SHORT TASK 1:
Answer these questions from the text on early Toronto harbour:
(a) About how wide across is the basin the peninsula encloses?
(b) What population does the text give for York in 1832?
(c) Which river runs through the eastern marsh before discharging into the basin?
SHORT TASK 2: Quote the text on early Toronto harbour word for word between "The following is" and "(pub. 1832, pp.88-89).", inclusive.
SHORT TASK 3: Extend the text on early Toronto harbour, starting after its last sentence.

"Out of a dense and trackless forest"

Revised 9 July, 2017

Joseph Bouchette, a young surveyor and military officer, first visited Toronto harbour in 1792, the year before Lt.-Gov. John Graves Simcoe arrived to establish FORT YORK and the Town of York.

Lt. Joseph Bouchette, circa 1830. Read his biography in the Dictionary of Canadian Biography online.

The following is an excerpt from Bouchette's memoir of his first views of York Harbour in his book, The British Dominions in North America (pub. 1832, pp.88-89).

The harbour of York is nearly circular, and formed by a very narrow peninsula... enclosing a beautiful basin about a mile and a half in diameter, capable of containing a great number of vessels, and at the entrance of which ships may lie with safety during the winter.

The formation of the peninsula itself is extraordinary; being a narrow slip of land, in several places not more than sixty yards in breadth, but widening towards its extremity to nearly a mile: it is principally a bank of sand, slightly overgrown with grass; the widest part is very curiously intersected by many large ponds, that are the continual resort of great quantities of wild fowl; a few trees scattered upon it greatly increase the singularity of its appearance; it lies so low that the wide expanse of Lake Ontario is seen over it: the termination of the peninsula is called Gibraltar Point, where a blockhouse has been erected. A lighthouse, at the western extremity of the beach, has rendered the access to the harbour safely practicable by night.

The eastern part of the harbour is bounded by an extensive marsh, through part of which the river Don runs before it discharges itself into the basin.

No place in either province [Lower or Upper Canada] has made so rapid a progress as York. In the year 1795, the spot on which it stands presented only one solitary Indian wigwam; in the ensuing spring the ground for the future metropolis of Upper Canada was fixed upon, and the buildings commenced under the immediate superintendence of the late General Simcoe, then lieutenant-governor, whose liberal and enlarged plans of improvement have materially advanced the welfare and prosperity of the province.

In the space of five or six years it became a respectable place, and rapidly increased to its present importance: it now [1832] contains a population of four thousand souls.

It fell to my lot to make the first survey of York (Toronto) Harbour in 1793. Lieutenant Governor Simcoe, who then resided at Navy Hall, Niagara, having formed extensive plans for the improvement of the colony, had resolved upon laying the foundations of a provincial capital.

I was, at that period, in the naval service of the lakes, and the survey of Toronto Harbour was intrusted by His Excellency to my performance.

I still distinctly recollect the untamed aspect which the country exhibited when first I entered the beautiful basin, which thus became the scene of my early hydrographical operations.

Dense and trackless forests lined the margin of the lake and reflected their inverted images in its glassy surface. The wandering savage had constructed his ephemeral habitation beneath their luxuriant foliage — the group then consisting of two families of Mississaugas — and the bay and neighbouring marshes were the hitherto uninvaded haunts of immense coveys of wild fowl. Indeed, they were so abundant as in some measure to annoy us during the night.

— Notes:

The very noisy "wild fowl" Bouchette describes were passenger pigeons, which flocked by the billions across North America until their extinction at the beginning of the 20th century. For more on passenger pigeons, see the marker "Resting Place of the Wild Pigeons", located at the mouth of Mimico Creek. (MAP CONTROLS: WATERWAYS and environmental features).

EXTRACTED RECORDS:
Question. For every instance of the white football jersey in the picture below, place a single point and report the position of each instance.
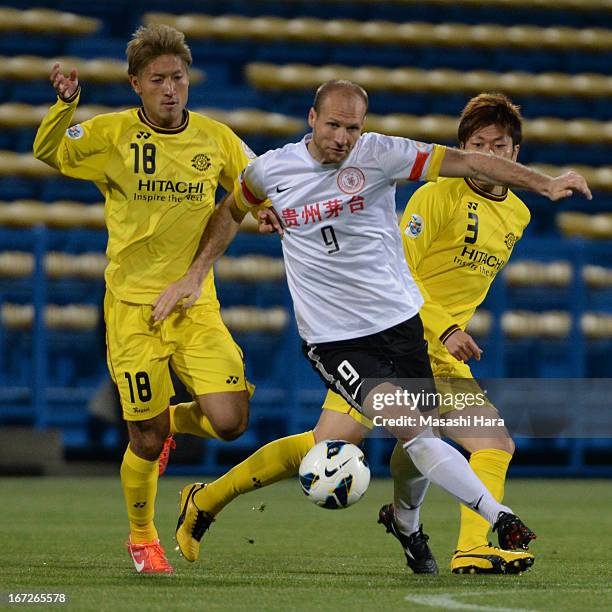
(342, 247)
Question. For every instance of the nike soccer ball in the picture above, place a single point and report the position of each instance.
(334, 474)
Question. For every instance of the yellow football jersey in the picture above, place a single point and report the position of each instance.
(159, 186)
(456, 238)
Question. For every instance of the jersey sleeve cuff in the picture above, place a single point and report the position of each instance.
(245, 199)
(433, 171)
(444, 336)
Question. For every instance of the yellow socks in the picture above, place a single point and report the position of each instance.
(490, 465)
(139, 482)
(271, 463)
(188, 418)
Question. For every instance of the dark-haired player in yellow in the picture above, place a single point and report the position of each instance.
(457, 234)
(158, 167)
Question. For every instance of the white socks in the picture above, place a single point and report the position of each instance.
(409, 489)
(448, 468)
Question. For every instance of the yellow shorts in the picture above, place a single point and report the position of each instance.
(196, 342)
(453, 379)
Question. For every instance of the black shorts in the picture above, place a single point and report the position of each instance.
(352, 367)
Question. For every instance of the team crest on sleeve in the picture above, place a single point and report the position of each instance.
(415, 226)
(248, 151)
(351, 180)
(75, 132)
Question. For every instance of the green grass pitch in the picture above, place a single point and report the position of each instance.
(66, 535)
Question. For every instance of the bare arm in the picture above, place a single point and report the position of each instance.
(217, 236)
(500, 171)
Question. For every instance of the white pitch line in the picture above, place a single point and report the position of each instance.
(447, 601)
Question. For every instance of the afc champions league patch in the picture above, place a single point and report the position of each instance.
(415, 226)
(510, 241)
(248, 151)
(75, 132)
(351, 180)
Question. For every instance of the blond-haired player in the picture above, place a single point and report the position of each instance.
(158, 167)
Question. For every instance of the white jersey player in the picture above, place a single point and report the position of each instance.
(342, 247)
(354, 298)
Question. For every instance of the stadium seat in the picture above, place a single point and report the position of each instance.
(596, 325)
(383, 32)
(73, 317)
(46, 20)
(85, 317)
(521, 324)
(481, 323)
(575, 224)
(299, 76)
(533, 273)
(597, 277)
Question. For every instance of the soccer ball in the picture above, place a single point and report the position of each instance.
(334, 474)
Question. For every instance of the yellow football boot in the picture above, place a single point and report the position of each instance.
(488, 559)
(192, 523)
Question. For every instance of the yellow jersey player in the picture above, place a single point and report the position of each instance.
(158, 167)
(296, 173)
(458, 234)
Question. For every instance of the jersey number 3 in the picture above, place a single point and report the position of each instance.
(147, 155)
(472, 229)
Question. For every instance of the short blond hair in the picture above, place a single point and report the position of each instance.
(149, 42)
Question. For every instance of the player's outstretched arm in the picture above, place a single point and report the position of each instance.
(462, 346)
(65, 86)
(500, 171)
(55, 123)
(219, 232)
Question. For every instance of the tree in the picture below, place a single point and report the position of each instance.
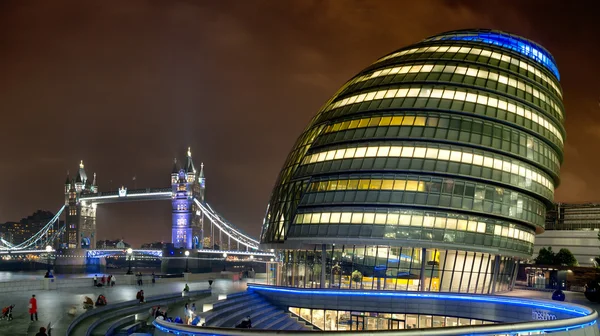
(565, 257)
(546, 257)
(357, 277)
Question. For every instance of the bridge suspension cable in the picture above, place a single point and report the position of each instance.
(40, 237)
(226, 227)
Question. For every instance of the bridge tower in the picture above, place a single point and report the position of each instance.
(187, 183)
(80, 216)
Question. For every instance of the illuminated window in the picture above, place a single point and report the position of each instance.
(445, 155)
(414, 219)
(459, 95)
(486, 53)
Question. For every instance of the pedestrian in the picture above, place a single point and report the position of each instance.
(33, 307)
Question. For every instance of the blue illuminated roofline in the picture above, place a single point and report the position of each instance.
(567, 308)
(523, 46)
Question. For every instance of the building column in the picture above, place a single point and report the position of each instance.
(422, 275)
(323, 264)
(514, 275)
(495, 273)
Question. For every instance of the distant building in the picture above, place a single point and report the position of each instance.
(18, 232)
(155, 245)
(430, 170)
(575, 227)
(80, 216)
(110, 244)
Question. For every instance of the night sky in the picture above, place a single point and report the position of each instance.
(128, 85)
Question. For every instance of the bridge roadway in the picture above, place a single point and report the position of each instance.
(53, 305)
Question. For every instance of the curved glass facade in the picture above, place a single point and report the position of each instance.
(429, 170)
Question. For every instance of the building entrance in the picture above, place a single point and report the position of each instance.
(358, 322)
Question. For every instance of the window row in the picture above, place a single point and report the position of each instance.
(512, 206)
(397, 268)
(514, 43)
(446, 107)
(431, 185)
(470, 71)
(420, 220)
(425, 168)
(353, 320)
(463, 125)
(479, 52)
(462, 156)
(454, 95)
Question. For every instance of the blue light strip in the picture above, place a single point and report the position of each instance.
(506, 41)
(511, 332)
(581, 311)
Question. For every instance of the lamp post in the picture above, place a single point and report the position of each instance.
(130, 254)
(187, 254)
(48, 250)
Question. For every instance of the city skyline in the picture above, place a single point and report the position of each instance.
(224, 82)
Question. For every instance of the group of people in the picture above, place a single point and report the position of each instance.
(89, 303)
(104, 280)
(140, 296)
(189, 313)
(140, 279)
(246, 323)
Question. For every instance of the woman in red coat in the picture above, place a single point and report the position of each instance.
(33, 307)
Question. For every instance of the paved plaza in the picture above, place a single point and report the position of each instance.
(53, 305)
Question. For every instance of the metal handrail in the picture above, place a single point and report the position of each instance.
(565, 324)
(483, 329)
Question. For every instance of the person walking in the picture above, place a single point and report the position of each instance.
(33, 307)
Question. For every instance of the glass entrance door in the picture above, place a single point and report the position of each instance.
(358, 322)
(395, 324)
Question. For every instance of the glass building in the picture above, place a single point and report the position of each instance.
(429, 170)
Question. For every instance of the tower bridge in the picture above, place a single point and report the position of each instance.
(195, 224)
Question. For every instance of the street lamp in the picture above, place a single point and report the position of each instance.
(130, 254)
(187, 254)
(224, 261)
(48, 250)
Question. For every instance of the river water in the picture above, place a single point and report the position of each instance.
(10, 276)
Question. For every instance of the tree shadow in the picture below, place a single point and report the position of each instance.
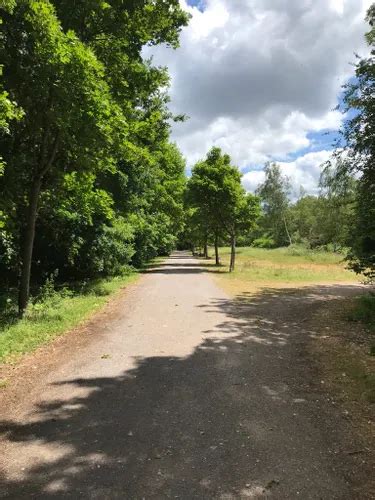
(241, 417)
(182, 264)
==
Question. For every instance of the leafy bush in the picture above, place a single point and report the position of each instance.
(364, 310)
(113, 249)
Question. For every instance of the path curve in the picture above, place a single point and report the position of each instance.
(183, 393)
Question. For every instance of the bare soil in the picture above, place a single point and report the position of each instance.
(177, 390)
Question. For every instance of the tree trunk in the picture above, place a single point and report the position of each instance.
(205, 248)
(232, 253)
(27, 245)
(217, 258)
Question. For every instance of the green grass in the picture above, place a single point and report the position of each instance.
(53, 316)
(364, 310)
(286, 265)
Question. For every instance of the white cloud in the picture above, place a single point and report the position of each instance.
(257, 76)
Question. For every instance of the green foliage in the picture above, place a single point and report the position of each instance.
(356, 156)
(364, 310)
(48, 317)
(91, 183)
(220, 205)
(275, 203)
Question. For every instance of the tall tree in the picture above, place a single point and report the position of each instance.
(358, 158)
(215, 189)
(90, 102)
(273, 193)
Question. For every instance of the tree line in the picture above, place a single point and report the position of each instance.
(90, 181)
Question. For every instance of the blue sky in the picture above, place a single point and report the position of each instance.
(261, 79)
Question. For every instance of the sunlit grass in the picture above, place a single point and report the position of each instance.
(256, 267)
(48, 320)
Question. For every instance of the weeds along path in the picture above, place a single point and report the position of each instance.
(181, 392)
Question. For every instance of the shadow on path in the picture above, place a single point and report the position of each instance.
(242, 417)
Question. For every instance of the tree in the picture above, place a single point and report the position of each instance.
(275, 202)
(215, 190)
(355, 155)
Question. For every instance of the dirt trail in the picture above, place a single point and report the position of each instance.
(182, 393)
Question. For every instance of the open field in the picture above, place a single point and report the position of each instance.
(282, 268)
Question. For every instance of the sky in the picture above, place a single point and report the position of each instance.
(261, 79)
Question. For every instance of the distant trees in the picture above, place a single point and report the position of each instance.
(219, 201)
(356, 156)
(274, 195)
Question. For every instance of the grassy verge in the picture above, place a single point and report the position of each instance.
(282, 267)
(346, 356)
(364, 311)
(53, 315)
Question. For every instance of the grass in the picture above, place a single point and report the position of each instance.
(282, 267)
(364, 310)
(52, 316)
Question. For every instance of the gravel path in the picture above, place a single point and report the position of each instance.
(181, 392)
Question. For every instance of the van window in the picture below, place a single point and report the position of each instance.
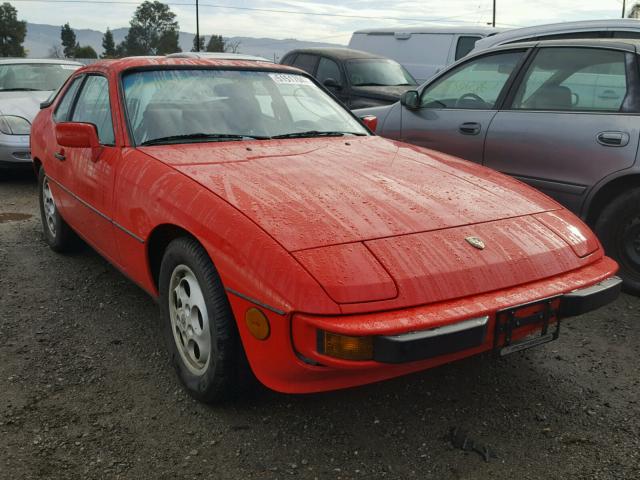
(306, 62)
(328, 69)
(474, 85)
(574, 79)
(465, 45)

RESULT 1:
(a) About a mile and a half in diameter.
(b) Four thousand souls.
(c) The river Don.

RESULT 2:
The following is an excerpt from Bouchette's memoir of his first views of York Harbour in his book, The British Dominions in North America (pub. 1832, pp.88-89).

RESULT 3:
Bouchette's description of the "hitherto uninvaded" harbour leaves the impression that this was "empty" and unclaimed land, "virgin" territory ripe for colonization and settlement. His romantic passage, Toronto historian Victoria Freeman has written, "would become the foundational text for the terra nullius interpretation of Toronto’s history and a classic passage in histories of the city, suggesting as it did a pristine landscape, an untouched Eden... the Mississaugas represented as 'visitors' passing through the area from elsewhere, almost as ephemeral as their wigwams, in contrast to the expanding physical presence of the settlement of York."

Source: Freeman, Victoria. “‘Toronto Has No History!’ Indigeneity, Settler Colonialism and Historical Memory in Canada’s Largest City.” PhD diss., University of Toronto, 2010. Online here.

  
In fact Indigenous peoples have lived in the Toronto region for more than 10,000 years, most recently the Mississauga Anishinaabeg — now known as the Mississaugas of the New Credit — who kept their council fire at the nearby Credit River. For information on the territorial dispossession of the Mississaugas from the Toronto region, please see The Toronto Purchase of 1787/1805, (MAP CONTROLS: THE GEOGRAPHY OF DISPOSSESSION: Early Indigenous treaties, click the tall mauve rectangle over the Toronto region).

Left:
Plan of Toronto Harbour with the Rocks, Shoals & Soundings
— Joseph Bouchette's 1792 map showing the soundings (water depths) he took that year in the Toronto Bay. He was just 19 when he made this map.

In 1815 Bouchette drew this map, titled simply Plan of York Harbour. This 1815 map is an adaptation of the Plan of York Harbour surveyed by order of Lt. Govr. Simcoe, drawn in 1793 by deputy surveyor Alexander Aitken.

Among the differences among the maps: Aitken's showed Lt.-Gov. Simcoe's original 1793 10-block Town of York; Bouchette's 1815 version showed the town as expanded to Peter Street by Peter Russell in 1797. See Aitken's map in the tab Alexander Aitken's 1793 map: the first official plan.


Below: J.G. Howard's 1840 watercolour Cedar Swamp illustrates the looming forests and "untamed aspect" of early Toronto described by Bouchette above. (City of Toronto Toronto Culture, Museums and Heritage Services, 1978.41.100.)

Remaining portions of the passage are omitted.